*PROBLEM:* Reproduce the following lines verbatim, covering all of the material.

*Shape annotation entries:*
___

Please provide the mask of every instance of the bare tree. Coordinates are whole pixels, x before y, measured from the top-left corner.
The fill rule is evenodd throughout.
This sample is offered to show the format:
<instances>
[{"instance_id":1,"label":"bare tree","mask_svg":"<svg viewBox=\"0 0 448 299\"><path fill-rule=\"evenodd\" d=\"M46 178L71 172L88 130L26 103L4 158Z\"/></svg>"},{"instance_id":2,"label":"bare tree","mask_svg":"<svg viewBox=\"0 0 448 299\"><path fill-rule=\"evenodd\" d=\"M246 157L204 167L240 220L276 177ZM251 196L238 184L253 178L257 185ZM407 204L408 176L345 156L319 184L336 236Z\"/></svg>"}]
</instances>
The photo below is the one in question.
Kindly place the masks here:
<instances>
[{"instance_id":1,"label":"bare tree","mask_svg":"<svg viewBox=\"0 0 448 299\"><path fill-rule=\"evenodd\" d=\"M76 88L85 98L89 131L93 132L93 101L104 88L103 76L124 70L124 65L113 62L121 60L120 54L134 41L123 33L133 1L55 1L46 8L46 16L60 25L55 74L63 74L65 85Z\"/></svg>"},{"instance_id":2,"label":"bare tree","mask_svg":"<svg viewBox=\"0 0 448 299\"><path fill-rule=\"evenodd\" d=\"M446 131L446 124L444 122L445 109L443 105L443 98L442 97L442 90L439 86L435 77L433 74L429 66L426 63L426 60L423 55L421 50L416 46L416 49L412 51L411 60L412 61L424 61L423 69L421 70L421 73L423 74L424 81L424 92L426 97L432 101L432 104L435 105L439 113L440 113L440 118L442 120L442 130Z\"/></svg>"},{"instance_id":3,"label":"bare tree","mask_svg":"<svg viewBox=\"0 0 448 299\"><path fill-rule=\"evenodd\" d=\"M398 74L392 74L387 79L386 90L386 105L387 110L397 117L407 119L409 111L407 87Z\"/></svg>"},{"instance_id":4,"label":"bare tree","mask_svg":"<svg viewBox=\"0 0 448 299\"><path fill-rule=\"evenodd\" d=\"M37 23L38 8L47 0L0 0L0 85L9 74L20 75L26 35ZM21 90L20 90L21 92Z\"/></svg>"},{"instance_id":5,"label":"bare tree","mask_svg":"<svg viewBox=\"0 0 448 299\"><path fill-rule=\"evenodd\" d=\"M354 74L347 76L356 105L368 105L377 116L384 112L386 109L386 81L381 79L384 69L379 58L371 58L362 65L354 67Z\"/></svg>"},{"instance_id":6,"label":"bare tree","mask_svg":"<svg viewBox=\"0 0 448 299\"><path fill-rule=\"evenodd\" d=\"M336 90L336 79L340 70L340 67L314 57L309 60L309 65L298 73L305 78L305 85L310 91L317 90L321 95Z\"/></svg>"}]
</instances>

___

*REPLY TO THE EXERCISE:*
Please provide the mask of every instance of the bare tree. Coordinates are whole pixels, x before y, measured from the top-left corner.
The fill rule is evenodd throughout.
This sample is offered to show the format:
<instances>
[{"instance_id":1,"label":"bare tree","mask_svg":"<svg viewBox=\"0 0 448 299\"><path fill-rule=\"evenodd\" d=\"M46 178L71 172L88 130L26 103L4 158Z\"/></svg>"},{"instance_id":2,"label":"bare tree","mask_svg":"<svg viewBox=\"0 0 448 299\"><path fill-rule=\"evenodd\" d=\"M246 157L204 167L240 220L276 177ZM251 196L238 184L253 178L257 185ZM407 204L408 176L345 156L319 184L336 236Z\"/></svg>"}]
</instances>
The photo below is the one in question.
Kindly place the masks here:
<instances>
[{"instance_id":1,"label":"bare tree","mask_svg":"<svg viewBox=\"0 0 448 299\"><path fill-rule=\"evenodd\" d=\"M76 88L85 98L89 131L93 132L93 101L104 88L103 76L124 70L124 65L113 62L121 60L120 54L134 41L123 33L133 1L55 1L46 8L46 16L60 25L55 74L63 74L65 85Z\"/></svg>"},{"instance_id":2,"label":"bare tree","mask_svg":"<svg viewBox=\"0 0 448 299\"><path fill-rule=\"evenodd\" d=\"M446 131L446 124L444 122L445 109L443 105L443 98L442 97L442 90L439 86L435 77L433 74L429 66L426 63L426 60L423 55L421 50L416 46L416 49L412 51L411 60L412 61L424 61L423 69L421 70L421 73L423 74L424 81L424 92L426 97L432 101L432 104L435 105L439 113L440 113L440 118L442 120L442 130Z\"/></svg>"},{"instance_id":3,"label":"bare tree","mask_svg":"<svg viewBox=\"0 0 448 299\"><path fill-rule=\"evenodd\" d=\"M398 74L392 74L387 79L386 90L386 105L387 110L397 117L407 119L409 111L407 87Z\"/></svg>"},{"instance_id":4,"label":"bare tree","mask_svg":"<svg viewBox=\"0 0 448 299\"><path fill-rule=\"evenodd\" d=\"M37 23L38 8L47 0L0 0L0 85L9 74L20 75L26 35ZM21 90L20 90L21 92Z\"/></svg>"},{"instance_id":5,"label":"bare tree","mask_svg":"<svg viewBox=\"0 0 448 299\"><path fill-rule=\"evenodd\" d=\"M354 74L347 76L356 105L368 105L377 116L384 112L386 109L386 81L381 79L384 69L379 58L371 58L362 65L354 67Z\"/></svg>"},{"instance_id":6,"label":"bare tree","mask_svg":"<svg viewBox=\"0 0 448 299\"><path fill-rule=\"evenodd\" d=\"M336 90L336 79L340 70L340 67L314 57L309 60L309 65L298 73L305 78L305 85L310 91L317 90L321 95Z\"/></svg>"}]
</instances>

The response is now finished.